**Extracted information**
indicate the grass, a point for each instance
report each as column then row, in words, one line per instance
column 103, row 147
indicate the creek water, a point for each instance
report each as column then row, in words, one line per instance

**What you have to do**
Produce the whole listing again, exactly as it reads above.

**Response for this exercise**
indicate the grass, a point for each instance
report each as column then row, in words, one line per instance
column 103, row 147
indicate the creek water, a point for each instance
report each as column then row, in words, one line per instance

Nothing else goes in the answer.